• **SFIDA**: Nel brano sul populismo e sulle frontiere d'Europa, trova tutte le espressioni racchiuse tra virgolette basse (« ») e riportale nell'ordine in cui compaiono.

Uno dei «fenomeni morbosi»[10] che ha caratterizzato maggiormente l’ultima fase dell’interregno postdemocratico è stato quindi lo spettacolo del populismo. Nell’estate del 2015 – quando una moltitudine di profughi e migranti provenienti da Siria e altri paesi asiatici ha rivendicato materialmente la libertà di movimento e il diritto d’asilo previsti dall’art. 13 e 14 della Dichiarazione universale dei diritti umani del 1948, esercitando concretamente il «diritto di fuga» dalle contraddizioni di una globalizzazione squilibrata – è andato in scena lo «spettacolo della crisi delle frontiere d’Europa»[11]. In nome della difesa della società dal «fantasma del corpo estraneo» negli anni successivi si è consolidato il sovranismo, o se si vuole un «populismo del capitale che, alimentando l’illusione della patria contro l’Europa e i migranti, promette inutilmente di restituire agli individui pezzi di sovranità sulle loro vite»[12]. Si è assistito, quindi, a una versione straripante del consueto «spettacolo del confine» (che mantenendo al centro della scena la figura del migrante illegale, serve ordinariamente a invisibilizzare le misure legislative ed esecutive con cui viene prodotta la sua illegalità): l’ostilità ormai apertamente esibita verso profughi e migranti che trovavano innanzi a sé porti chiusi, e la criminalizzazione delle Ong impegnate nelle operazioni di soccorso in mare, ridefinivano la solidarietà come «una colpa da punire – anche in materia penale»[13] – e aggiungevano un elemento di livido rancore al razzismo strutturale già presente nelle politiche migratorie europee.

• **RECORD**:
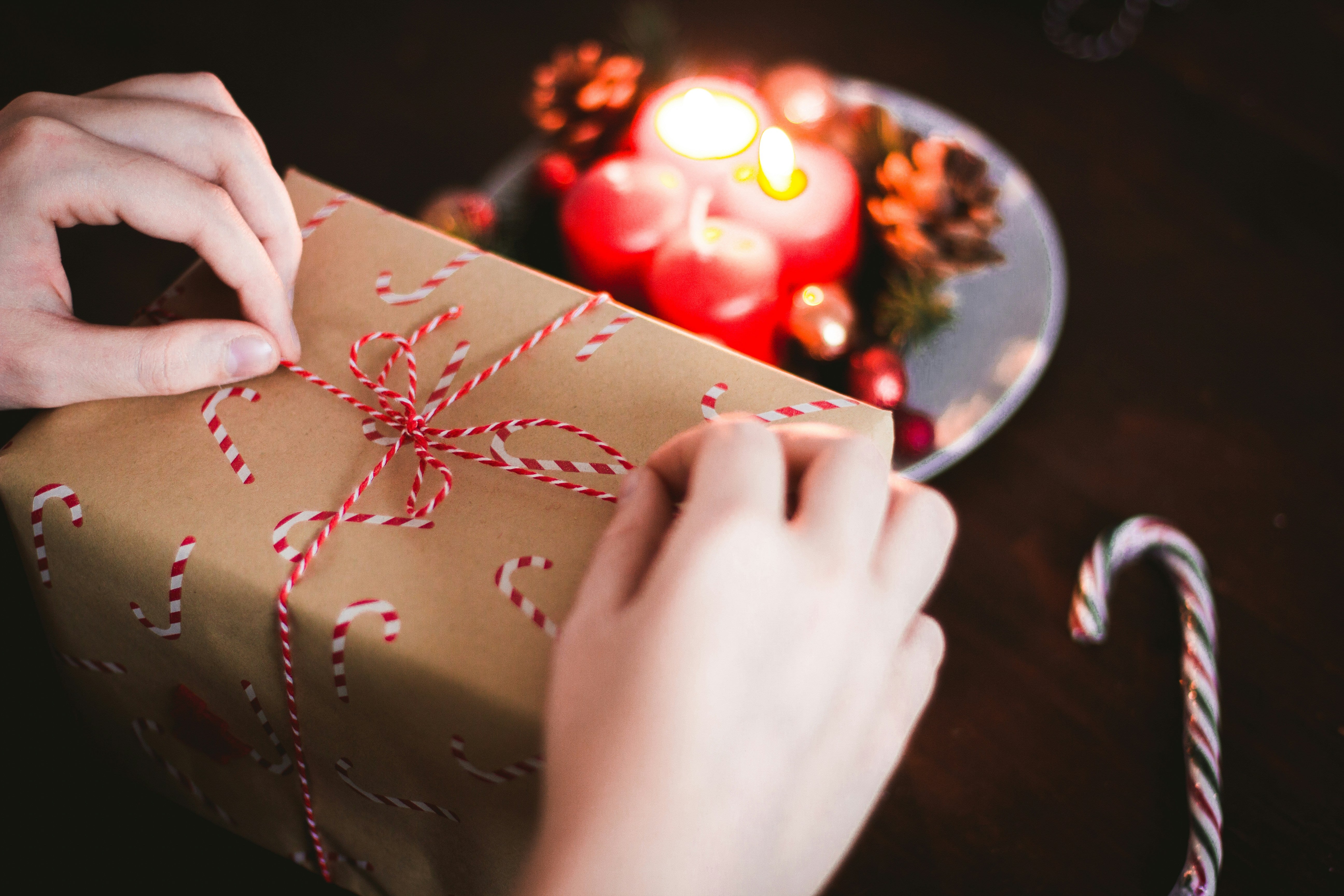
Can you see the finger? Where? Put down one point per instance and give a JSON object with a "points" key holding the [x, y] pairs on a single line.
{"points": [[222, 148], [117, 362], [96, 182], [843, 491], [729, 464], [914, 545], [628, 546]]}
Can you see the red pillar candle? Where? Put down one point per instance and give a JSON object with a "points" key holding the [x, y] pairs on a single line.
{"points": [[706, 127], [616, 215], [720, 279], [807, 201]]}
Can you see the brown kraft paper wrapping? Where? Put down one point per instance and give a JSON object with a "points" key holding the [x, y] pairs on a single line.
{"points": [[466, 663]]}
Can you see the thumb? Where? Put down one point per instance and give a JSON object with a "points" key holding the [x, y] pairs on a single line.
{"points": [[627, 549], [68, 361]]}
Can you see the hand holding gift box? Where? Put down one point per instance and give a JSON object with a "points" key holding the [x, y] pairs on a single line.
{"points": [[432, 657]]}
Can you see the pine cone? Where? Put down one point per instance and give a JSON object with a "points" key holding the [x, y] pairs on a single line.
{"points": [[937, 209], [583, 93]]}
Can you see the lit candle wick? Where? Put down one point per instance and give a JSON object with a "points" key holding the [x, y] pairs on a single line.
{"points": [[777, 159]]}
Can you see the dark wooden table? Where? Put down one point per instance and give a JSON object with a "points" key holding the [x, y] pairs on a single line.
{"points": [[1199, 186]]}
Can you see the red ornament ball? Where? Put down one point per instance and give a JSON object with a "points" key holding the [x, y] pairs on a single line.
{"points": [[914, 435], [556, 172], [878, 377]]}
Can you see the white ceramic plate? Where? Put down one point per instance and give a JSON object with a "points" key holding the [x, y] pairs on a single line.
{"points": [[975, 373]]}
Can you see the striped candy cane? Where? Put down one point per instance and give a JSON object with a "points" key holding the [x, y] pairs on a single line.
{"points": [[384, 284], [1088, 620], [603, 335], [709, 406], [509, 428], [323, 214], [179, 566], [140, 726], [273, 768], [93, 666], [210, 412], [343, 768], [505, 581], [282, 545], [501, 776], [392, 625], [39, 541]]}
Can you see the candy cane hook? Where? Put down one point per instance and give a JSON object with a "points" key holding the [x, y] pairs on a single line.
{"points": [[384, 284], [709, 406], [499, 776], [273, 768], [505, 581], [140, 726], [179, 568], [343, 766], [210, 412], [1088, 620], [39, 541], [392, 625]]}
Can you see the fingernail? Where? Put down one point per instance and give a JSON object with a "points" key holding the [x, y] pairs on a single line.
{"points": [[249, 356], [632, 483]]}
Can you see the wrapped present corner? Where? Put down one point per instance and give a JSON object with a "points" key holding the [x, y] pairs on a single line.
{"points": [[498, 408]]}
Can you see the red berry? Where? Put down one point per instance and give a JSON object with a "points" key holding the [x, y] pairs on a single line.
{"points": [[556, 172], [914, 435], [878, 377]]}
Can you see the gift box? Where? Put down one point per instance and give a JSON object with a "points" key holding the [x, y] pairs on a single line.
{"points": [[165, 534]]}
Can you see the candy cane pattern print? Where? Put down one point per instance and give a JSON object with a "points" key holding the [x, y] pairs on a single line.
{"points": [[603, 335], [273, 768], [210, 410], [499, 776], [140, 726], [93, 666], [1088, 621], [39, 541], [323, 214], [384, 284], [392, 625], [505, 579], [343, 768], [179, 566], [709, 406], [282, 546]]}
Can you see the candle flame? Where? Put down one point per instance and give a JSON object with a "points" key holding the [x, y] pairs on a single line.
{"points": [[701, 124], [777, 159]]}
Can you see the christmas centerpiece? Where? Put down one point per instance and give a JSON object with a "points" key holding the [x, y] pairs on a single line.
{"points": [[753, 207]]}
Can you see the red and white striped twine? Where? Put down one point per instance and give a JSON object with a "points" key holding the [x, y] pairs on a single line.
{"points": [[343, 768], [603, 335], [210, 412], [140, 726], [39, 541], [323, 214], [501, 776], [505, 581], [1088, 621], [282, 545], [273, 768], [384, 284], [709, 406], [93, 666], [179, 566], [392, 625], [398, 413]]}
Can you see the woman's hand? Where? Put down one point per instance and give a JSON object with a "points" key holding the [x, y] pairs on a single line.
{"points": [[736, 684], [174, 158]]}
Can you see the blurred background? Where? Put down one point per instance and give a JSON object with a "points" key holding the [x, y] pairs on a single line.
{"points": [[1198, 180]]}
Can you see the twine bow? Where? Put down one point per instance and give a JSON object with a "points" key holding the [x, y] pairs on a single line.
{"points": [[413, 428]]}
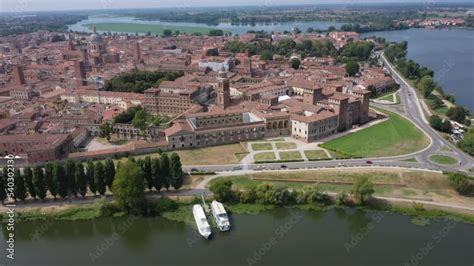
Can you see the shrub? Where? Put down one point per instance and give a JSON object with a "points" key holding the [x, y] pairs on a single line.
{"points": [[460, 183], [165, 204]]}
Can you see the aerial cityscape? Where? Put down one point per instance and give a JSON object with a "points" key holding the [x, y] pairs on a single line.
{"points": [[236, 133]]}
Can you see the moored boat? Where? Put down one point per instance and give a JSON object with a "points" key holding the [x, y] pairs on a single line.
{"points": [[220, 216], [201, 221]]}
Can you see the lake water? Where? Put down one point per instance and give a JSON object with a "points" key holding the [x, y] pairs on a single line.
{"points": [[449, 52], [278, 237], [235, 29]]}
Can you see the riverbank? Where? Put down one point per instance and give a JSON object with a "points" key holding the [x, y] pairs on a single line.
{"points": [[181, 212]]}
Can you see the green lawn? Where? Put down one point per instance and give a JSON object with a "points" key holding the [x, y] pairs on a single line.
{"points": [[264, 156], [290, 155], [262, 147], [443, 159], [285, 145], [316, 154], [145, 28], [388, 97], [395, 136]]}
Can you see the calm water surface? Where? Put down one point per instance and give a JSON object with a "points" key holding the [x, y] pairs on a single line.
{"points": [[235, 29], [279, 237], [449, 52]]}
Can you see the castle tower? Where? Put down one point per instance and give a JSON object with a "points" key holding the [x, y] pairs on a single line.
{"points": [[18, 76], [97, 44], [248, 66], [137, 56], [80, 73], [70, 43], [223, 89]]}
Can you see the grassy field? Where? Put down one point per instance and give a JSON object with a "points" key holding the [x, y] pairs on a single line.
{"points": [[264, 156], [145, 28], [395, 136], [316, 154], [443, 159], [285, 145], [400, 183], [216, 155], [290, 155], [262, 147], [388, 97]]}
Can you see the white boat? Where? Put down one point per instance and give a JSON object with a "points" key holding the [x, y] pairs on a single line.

• **SOLUZIONE**:
«fenomeni morbosi»
«diritto di fuga»
«spettacolo della crisi delle frontiere d'Europa»
«fantasma del corpo estraneo»
«populismo del capitale che, alimentando l'illusione della patria contro l'Europa e i migranti, promette inutilmente di restituire agli individui pezzi di sovranità sulle loro vite»
«spettacolo del confine»
«una colpa da punire – anche in materia penale»